*Problem:* Reproduce the records word for word, starting at their first line and stopping after the line that contains "pixel 218 126". Include that final line.

[start of Provided entries]

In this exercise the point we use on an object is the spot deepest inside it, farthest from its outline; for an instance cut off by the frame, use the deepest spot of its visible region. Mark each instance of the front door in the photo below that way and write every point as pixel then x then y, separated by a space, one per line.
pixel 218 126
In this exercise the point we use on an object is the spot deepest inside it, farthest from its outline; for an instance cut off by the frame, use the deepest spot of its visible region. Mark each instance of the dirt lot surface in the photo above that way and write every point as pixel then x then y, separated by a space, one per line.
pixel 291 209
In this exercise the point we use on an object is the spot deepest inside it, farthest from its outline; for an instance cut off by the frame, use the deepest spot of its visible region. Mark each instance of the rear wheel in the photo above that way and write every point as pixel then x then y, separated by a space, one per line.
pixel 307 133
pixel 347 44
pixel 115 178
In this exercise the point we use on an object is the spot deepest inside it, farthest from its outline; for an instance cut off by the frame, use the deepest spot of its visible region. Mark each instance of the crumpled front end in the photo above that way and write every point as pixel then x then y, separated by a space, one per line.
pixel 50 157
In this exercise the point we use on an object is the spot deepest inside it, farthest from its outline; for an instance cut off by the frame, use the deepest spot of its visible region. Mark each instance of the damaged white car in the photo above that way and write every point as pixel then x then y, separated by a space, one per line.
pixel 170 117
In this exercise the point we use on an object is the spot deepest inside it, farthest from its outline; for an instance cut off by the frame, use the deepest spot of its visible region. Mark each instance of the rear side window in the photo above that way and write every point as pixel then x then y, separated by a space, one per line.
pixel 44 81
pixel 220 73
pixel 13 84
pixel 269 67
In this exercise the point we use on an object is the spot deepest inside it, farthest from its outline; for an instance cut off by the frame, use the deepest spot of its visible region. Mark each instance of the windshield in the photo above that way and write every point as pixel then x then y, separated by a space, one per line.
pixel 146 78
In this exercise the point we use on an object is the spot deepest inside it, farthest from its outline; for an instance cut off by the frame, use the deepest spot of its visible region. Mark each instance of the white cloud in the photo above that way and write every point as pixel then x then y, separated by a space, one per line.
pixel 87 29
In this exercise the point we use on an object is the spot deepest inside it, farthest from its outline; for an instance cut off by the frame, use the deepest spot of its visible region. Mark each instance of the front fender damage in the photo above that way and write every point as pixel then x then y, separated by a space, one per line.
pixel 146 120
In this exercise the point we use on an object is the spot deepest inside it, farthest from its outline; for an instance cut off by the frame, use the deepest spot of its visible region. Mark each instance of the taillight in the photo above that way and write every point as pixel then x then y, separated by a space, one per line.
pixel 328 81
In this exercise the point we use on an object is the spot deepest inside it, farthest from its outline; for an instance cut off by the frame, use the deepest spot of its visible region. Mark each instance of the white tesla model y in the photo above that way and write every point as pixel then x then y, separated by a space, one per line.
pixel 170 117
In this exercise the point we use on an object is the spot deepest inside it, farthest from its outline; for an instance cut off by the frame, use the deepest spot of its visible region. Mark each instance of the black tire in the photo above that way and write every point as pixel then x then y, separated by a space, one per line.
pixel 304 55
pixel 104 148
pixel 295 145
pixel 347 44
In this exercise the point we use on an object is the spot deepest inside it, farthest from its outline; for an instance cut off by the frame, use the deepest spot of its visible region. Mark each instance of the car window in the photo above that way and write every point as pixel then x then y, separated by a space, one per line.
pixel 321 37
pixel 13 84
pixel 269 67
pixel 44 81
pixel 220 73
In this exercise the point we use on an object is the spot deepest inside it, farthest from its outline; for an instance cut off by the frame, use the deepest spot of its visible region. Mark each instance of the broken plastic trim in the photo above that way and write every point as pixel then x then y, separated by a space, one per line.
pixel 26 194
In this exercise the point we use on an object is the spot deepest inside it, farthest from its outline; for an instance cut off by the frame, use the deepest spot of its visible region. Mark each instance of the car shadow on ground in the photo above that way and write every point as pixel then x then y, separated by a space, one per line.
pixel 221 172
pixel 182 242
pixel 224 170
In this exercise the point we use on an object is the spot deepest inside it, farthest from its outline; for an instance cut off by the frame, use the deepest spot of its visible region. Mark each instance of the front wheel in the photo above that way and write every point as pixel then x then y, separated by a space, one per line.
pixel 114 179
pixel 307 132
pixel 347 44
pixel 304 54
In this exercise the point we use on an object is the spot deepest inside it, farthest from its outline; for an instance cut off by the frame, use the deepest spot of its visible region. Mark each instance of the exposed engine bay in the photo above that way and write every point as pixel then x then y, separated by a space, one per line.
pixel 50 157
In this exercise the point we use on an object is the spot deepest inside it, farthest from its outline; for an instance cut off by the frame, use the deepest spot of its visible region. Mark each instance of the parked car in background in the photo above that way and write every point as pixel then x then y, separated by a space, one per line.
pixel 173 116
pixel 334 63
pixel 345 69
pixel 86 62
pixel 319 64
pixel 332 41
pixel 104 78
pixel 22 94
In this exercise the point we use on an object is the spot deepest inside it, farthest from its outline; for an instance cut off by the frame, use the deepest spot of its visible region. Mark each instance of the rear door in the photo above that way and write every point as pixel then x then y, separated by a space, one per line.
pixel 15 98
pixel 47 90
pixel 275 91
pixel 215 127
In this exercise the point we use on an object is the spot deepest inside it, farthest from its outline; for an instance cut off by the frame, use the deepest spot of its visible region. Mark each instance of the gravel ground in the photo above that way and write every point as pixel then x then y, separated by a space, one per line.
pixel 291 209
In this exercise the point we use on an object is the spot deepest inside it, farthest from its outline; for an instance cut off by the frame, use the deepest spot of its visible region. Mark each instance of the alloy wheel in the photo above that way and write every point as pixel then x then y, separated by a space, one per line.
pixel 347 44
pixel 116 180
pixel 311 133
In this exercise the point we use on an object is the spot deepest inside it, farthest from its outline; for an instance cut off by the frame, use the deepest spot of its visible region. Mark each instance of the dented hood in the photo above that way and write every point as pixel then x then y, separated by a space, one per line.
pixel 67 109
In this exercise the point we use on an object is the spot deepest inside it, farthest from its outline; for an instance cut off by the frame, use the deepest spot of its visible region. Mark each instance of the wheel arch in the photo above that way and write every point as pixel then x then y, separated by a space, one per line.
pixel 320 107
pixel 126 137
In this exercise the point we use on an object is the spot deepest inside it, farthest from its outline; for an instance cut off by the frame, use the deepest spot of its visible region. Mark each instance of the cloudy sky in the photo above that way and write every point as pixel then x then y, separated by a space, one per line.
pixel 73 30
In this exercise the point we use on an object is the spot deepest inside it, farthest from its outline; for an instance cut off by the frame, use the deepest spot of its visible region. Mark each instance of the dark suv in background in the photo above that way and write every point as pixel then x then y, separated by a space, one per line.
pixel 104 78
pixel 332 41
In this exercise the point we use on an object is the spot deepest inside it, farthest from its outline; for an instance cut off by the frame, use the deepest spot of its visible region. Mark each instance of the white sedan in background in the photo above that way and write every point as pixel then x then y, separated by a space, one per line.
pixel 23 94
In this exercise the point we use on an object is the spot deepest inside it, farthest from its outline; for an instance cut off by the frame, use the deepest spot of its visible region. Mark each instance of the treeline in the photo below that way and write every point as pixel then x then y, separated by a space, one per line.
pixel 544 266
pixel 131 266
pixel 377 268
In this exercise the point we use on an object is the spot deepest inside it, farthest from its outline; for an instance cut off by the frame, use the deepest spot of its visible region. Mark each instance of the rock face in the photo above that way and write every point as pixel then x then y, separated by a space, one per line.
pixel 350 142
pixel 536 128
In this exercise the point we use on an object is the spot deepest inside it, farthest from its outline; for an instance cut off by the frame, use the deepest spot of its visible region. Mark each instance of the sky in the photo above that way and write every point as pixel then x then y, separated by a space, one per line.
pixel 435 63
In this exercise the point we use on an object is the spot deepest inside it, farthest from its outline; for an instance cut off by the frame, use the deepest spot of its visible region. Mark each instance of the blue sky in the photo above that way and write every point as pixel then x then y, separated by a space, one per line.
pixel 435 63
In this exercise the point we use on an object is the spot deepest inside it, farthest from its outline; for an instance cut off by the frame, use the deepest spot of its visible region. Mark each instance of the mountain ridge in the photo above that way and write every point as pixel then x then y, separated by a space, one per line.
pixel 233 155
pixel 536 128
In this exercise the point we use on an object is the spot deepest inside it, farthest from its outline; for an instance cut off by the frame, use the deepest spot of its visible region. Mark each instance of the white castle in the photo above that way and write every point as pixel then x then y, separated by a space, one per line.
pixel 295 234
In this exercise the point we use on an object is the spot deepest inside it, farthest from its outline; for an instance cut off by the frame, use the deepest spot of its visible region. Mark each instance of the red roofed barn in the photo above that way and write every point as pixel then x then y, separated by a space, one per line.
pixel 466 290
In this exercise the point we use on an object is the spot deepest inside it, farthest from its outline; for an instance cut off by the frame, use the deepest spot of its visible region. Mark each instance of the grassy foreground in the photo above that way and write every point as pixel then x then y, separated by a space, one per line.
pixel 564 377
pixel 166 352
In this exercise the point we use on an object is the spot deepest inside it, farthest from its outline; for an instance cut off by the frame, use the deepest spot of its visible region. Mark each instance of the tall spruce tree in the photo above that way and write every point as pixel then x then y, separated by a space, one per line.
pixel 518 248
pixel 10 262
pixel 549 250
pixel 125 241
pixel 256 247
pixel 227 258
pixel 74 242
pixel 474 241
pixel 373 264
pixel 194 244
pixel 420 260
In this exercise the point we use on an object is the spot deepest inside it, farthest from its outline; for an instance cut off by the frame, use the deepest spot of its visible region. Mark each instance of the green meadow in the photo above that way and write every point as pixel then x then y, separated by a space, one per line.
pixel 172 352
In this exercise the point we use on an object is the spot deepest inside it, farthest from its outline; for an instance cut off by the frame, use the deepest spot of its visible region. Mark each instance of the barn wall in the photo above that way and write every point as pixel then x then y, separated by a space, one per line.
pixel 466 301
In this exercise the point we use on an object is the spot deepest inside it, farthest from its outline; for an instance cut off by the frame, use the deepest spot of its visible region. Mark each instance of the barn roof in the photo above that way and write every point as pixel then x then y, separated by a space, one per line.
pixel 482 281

[end of Provided entries]

*Response to this task:*
In this exercise the point we use on an object is the spot deepest inside it, farthest from its outline; for an instance cut off by the frame, use the deepest spot of its visible region. Mark each instance of the front door in the photo below that way and write every point as pixel then x then y, separated by a space, one per line.
pixel 218 126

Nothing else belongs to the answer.